=== SOURCE DATA ===

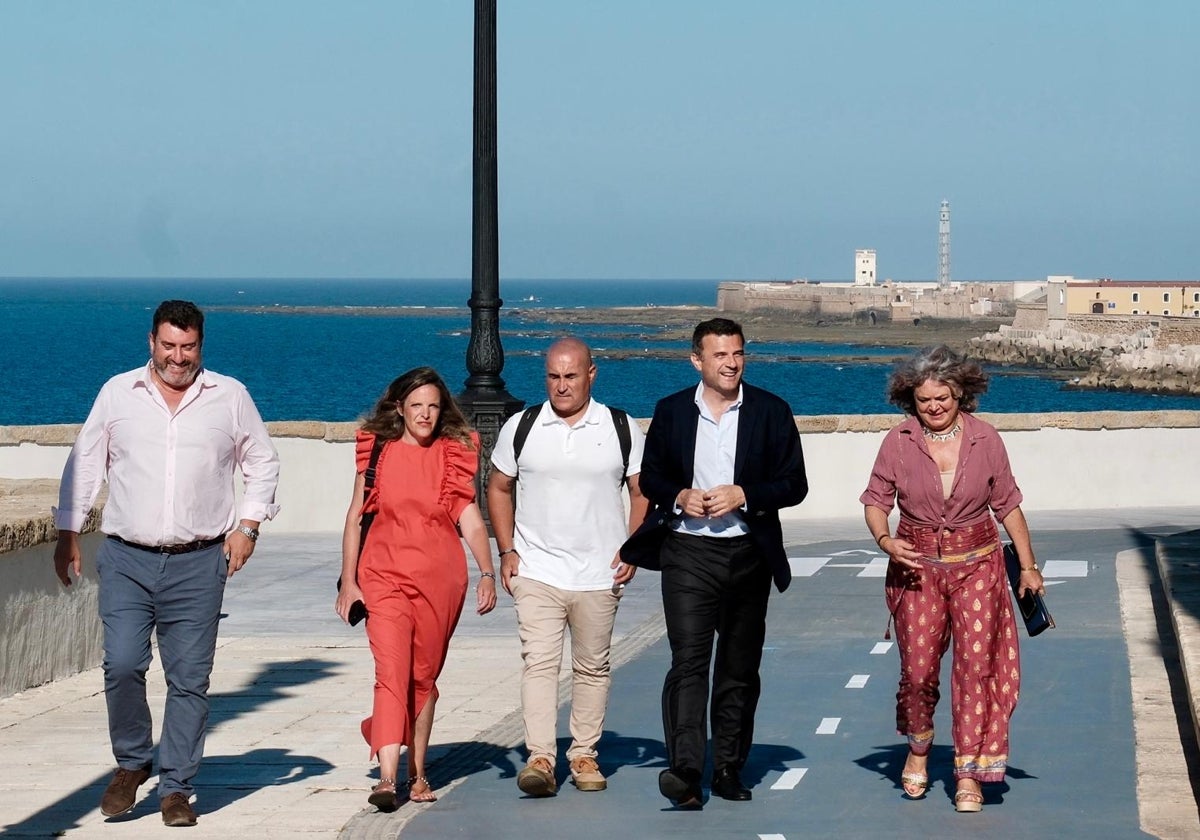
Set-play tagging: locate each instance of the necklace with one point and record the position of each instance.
(945, 436)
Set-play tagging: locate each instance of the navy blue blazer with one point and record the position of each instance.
(768, 467)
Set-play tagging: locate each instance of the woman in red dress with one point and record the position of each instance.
(412, 573)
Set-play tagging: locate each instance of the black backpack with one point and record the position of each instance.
(619, 419)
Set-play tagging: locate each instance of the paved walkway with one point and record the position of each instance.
(285, 759)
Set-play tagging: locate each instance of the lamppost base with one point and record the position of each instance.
(486, 411)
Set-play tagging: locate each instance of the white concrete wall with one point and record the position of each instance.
(1061, 462)
(47, 630)
(1055, 468)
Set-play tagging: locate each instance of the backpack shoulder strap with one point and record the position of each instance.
(621, 420)
(522, 433)
(369, 474)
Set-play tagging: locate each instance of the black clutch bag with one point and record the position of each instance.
(359, 610)
(1032, 607)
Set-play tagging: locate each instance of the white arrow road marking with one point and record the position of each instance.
(790, 779)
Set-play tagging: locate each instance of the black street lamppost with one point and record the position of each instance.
(485, 401)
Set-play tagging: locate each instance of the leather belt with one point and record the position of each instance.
(179, 549)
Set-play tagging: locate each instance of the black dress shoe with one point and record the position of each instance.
(727, 785)
(682, 787)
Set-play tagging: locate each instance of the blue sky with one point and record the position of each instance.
(637, 139)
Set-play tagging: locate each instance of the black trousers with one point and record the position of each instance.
(712, 587)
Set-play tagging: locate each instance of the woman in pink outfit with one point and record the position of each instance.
(412, 573)
(948, 473)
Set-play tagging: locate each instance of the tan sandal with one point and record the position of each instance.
(915, 783)
(383, 796)
(967, 802)
(419, 790)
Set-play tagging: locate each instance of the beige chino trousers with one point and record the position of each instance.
(544, 615)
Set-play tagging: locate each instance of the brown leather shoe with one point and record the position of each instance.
(177, 810)
(123, 791)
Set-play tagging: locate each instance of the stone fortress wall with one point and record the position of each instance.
(888, 300)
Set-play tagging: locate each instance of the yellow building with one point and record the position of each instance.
(1069, 297)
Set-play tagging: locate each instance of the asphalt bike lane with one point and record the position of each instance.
(827, 760)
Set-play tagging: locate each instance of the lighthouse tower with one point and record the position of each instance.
(943, 247)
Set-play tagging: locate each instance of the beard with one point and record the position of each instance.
(177, 376)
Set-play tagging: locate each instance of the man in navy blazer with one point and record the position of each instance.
(720, 461)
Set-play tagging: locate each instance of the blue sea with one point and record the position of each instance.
(61, 339)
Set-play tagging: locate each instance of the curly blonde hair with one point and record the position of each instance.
(388, 424)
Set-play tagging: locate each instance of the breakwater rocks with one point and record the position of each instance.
(1127, 361)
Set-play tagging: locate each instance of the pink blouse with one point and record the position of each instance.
(905, 474)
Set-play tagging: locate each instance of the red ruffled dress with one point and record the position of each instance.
(413, 574)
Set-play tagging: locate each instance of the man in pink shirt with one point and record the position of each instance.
(167, 438)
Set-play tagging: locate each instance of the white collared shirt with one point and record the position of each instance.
(169, 474)
(570, 514)
(717, 450)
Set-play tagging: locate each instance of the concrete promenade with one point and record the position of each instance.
(1103, 741)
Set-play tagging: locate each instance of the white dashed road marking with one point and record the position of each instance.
(1065, 569)
(876, 568)
(807, 567)
(790, 779)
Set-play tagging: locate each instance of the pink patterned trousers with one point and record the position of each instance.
(965, 601)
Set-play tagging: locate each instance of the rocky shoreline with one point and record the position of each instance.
(1091, 361)
(1132, 361)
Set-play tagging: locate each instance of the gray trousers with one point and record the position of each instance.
(179, 598)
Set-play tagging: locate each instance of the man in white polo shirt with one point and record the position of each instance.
(558, 539)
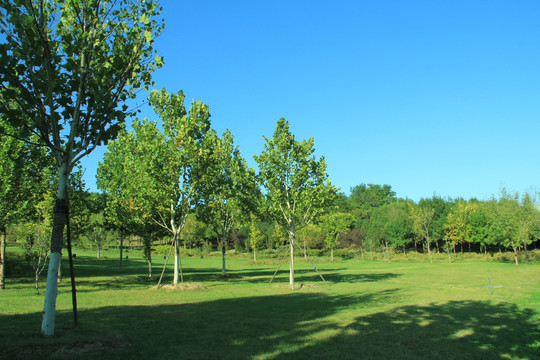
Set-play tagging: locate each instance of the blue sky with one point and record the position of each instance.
(430, 97)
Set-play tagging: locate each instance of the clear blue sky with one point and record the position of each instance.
(430, 97)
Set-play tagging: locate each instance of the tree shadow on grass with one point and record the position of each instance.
(292, 326)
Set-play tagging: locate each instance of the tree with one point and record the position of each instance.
(171, 166)
(367, 197)
(297, 185)
(36, 237)
(333, 225)
(423, 219)
(233, 192)
(256, 237)
(458, 229)
(65, 70)
(24, 170)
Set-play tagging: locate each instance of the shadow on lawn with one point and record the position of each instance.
(292, 326)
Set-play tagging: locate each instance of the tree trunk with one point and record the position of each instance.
(37, 282)
(429, 250)
(223, 251)
(57, 242)
(2, 257)
(291, 241)
(121, 248)
(176, 276)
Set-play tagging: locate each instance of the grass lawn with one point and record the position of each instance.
(365, 310)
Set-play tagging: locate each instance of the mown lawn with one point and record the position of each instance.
(365, 310)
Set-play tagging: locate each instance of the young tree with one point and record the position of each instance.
(256, 237)
(36, 237)
(68, 66)
(233, 192)
(423, 219)
(458, 224)
(25, 171)
(171, 166)
(297, 185)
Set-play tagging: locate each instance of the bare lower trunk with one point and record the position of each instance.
(57, 242)
(2, 258)
(525, 250)
(223, 252)
(291, 273)
(176, 276)
(121, 248)
(37, 283)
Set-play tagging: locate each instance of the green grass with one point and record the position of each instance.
(365, 310)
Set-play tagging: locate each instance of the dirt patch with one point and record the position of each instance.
(86, 345)
(181, 287)
(298, 286)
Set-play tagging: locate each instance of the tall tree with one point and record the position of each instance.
(171, 166)
(297, 185)
(25, 171)
(423, 221)
(66, 67)
(233, 192)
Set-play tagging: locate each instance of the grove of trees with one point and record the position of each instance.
(173, 183)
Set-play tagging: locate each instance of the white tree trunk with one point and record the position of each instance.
(291, 273)
(2, 258)
(176, 277)
(223, 251)
(57, 239)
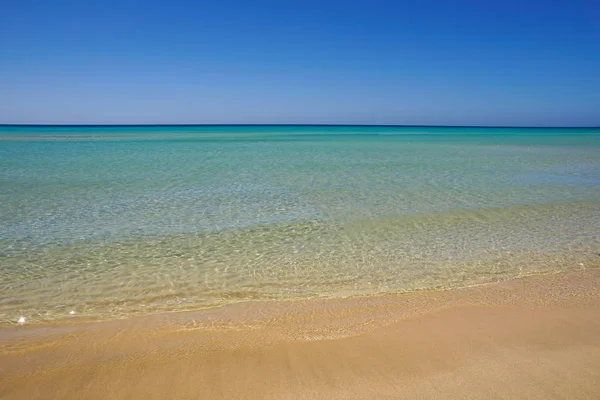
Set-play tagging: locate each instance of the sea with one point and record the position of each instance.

===

WHAT YOU SHOULD DO
Set down the material exactly, every line of it, except for the pictures.

TASK SOLUTION
Set-play tagging: locate each instance of the necklace with one point and record the position of each instance.
(945, 436)
Set-play tagging: locate each instance of the navy blue blazer with one point and record the position of each instance.
(768, 467)
Set-play tagging: locate each instance of the woman in red dress with one point and record the position of each instance.
(412, 573)
Set-play tagging: locate each instance of the black backpack with one point and record the position of each instance.
(619, 419)
Set-play tagging: locate each instance of the paved walkway with one point and record the position of each instance.
(285, 759)
Set-play tagging: locate each instance of the lamppost base with one point and record the position of each instance.
(486, 411)
Set-play tagging: locate each instance of the white concrete wall with one point and record the position of each instance.
(1061, 462)
(47, 630)
(1055, 468)
Set-play tagging: locate each instance of the backpack shoulder strap with one point and record the position of each instance.
(621, 420)
(522, 433)
(369, 474)
Set-play tagging: locate each instance of the black clutch bag with one point and record the position of each instance.
(359, 610)
(1032, 607)
Set-play tagging: locate each instance of the white arrow road marking with one point and record the position of each instance.
(790, 779)
Set-play tagging: locate each instance of the black street lamppost with one point and record the position of each instance.
(485, 401)
Set-play tagging: locate each instance of the leather belt with one point and record the position of each instance.
(179, 549)
Set-play tagging: locate each instance of the black dress shoe with one point and record the position of each instance.
(727, 785)
(682, 787)
Set-play tagging: locate each instance of the blue sky with one point and record the position of each instance.
(637, 139)
Set-play tagging: locate each instance of the black trousers with one point and record the position of each instance.
(712, 587)
Set-play tagging: locate each instance of the woman in pink outfit with one point and record the position of each instance.
(412, 573)
(948, 473)
Set-play tagging: locate each instance of the tan sandal with one point and record the position of each instance.
(915, 783)
(383, 796)
(967, 802)
(419, 790)
Set-play tagging: locate each instance of the beige chino trousers with one point and record the position of each instance.
(544, 615)
Set-play tagging: locate each instance of the brown leather shoe with one point and record the position of each instance.
(177, 810)
(123, 791)
Set-play tagging: locate each instance of the stone fortress wall with one point and record the position of each instance.
(888, 300)
Set-play tagging: locate each instance of the yellow building with one point and record the position of each instance.
(1069, 297)
Set-play tagging: locate each instance of the asphalt bike lane with one point and record the position of each instance.
(827, 760)
Set-play tagging: locate each instance of the lighthouse tower with one point and record the position of each instance.
(943, 247)
Set-play tagging: locate each instance of the beard with one point and record the position of each instance.
(177, 376)
Set-play tagging: locate each instance of the man in navy blazer with one point and record the position of each instance.
(720, 461)
Set-play tagging: locate each instance of the blue sea with one point and record the position of each instance.
(61, 339)
Set-play tagging: locate each instance of the curly blonde hair with one point and record the position of each instance.
(388, 424)
Set-play tagging: locate each instance of the breakwater rocks with one point and record the position of each instance.
(1127, 361)
Set-play tagging: locate each instance of the pink blouse with one point and record the position of each instance.
(905, 474)
Set-play tagging: locate each instance of the red ruffled dress with one point and record the position of each instance.
(413, 574)
Set-play tagging: locate each instance of the man in pink shirt with one point and record the position of each instance.
(167, 438)
Set-play tagging: locate each instance of the white collared shirt with one point and record the position of each instance.
(169, 474)
(570, 514)
(717, 450)
Set-play tagging: locate each instance of the concrete promenade with one point and record the position of each instance.
(1103, 741)
Set-play tagging: locate each instance of the white dashed road marking with one point and record the position of each instance.
(1065, 569)
(876, 568)
(807, 567)
(790, 779)
Set-play tagging: locate each instance of the pink patterned trousers with one point and record the position of each instance.
(965, 601)
Set-play tagging: locate each instance of the rocky shoreline with one point and record the position of each instance.
(1091, 361)
(1132, 361)
Set-play tagging: locate each instance of the gray trousers with one point and record the position of each instance.
(179, 598)
Set-play tagging: locate each instance of the man in white polo shirt with one point and record the position of each instance.
(558, 539)
Set-play tagging: locate each instance of the blue sky with one point and record the position of each instance.
(430, 97)
Set-play tagging: locate each instance of the clear blue sky with one point and record the position of each instance.
(430, 97)
Set-play tagging: locate each instance of the tree shadow on grass with one point and record the position of each instance.
(292, 326)
Set-play tagging: locate each instance of the tree with one point and record the position of each instance.
(171, 166)
(367, 197)
(297, 185)
(36, 237)
(333, 225)
(423, 219)
(233, 192)
(256, 237)
(458, 229)
(65, 70)
(24, 170)
Set-play tagging: locate each instance of the shadow on lawn with one point and record the position of each instance.
(292, 326)
Set-play tagging: locate each instance of the tree trunk with one point and record the position of each instance.
(37, 282)
(429, 250)
(223, 251)
(57, 242)
(2, 257)
(291, 241)
(121, 248)
(176, 276)
Set-play tagging: locate each instance of the grass lawn with one point and record the position of each instance.
(365, 310)
Set-play tagging: locate each instance of the mown lawn with one point and record the position of each instance.
(365, 310)
Set-play tagging: locate each instance of the young tree with one point and record the position of each instance.
(256, 237)
(36, 237)
(68, 66)
(233, 192)
(423, 219)
(458, 224)
(25, 171)
(171, 166)
(297, 185)
Set-play tagging: locate each instance of the bare lower trunk with one point and record the position of each instance.
(57, 242)
(2, 258)
(525, 250)
(223, 252)
(291, 273)
(176, 276)
(121, 248)
(37, 283)
Set-play tagging: locate each instance of the green grass with one point and record the position of each instance.
(365, 310)
Set-play tagging: locate each instance of the dirt patch with one point and record the position of each instance.
(86, 345)
(181, 287)
(298, 286)
Set-play tagging: locate each instance of the tall tree with one point and record the position of each instance.
(171, 166)
(297, 185)
(25, 171)
(423, 221)
(66, 67)
(233, 192)
Set-play tagging: locate each instance of the grove of trees with one point and record the position of each instance.
(173, 183)
Set-play tagging: locate each instance of the white tree trunk with one point and record the position of each instance.
(291, 273)
(2, 258)
(176, 277)
(223, 251)
(57, 239)
Set-play tagging: locate each instance of the sea with one point and record the position of each instance.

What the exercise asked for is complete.